• **Set exercise**:
Rescale the stretch from the start of the records through the line containing "413 195 476 236" by writing it all out again, requests included, with every bounding-box coordinate in the answers multiplied by 1.3 and rounded to a whole number, halves up. Leave the requests and their sample coordinates unchanged.

• **Material**:
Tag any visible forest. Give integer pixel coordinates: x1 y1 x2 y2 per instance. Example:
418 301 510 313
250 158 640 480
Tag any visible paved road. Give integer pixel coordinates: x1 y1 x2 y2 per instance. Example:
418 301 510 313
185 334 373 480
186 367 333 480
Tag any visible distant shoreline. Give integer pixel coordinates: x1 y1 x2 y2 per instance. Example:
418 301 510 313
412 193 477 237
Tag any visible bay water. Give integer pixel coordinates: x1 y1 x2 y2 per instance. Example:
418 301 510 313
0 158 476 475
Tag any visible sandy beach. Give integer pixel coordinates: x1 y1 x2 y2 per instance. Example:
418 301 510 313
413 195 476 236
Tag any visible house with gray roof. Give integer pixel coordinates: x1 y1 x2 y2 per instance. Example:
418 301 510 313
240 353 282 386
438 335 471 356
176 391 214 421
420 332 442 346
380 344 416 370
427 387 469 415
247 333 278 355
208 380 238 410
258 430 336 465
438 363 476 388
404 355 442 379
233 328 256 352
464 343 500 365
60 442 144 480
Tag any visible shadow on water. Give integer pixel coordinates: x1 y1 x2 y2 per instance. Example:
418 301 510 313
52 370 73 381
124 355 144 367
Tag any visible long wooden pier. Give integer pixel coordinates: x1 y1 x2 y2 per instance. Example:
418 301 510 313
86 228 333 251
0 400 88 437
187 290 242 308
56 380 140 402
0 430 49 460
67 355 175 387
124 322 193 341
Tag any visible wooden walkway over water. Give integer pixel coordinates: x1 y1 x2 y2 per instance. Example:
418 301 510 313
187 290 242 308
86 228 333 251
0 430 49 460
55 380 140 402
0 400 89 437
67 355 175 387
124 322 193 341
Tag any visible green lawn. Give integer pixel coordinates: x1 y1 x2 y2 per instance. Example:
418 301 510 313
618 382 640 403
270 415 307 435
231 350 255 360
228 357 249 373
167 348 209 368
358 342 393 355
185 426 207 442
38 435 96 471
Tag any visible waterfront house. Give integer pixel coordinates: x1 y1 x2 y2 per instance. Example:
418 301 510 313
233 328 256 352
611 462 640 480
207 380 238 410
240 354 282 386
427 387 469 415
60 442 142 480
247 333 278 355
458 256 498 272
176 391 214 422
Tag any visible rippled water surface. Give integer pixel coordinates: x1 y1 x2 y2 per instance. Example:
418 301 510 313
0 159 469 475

• **Exercise response**:
Tag any visible forest. Give integer pixel coordinates: x1 y1 x2 y2 per instance. Example:
418 301 510 313
325 205 832 624
Tag any visible paved road. Give integer pixel coordinates: x1 y1 x2 y2 per instance. Example:
418 301 510 313
241 434 485 624
242 477 433 624
Tag any visible distant shoreline. Give integer pixel coordinates: x1 y1 x2 y2 per instance. Example:
418 301 510 313
536 251 620 308
Tag any visible bay water. Give integer pixel coordinates: x1 y1 x2 y2 per instance. Example:
418 301 510 313
0 205 619 618
Tag any visible sandy beach. Give integer pixel coordinates: x1 y1 x2 y2 per instance. Example:
418 301 510 313
537 254 619 307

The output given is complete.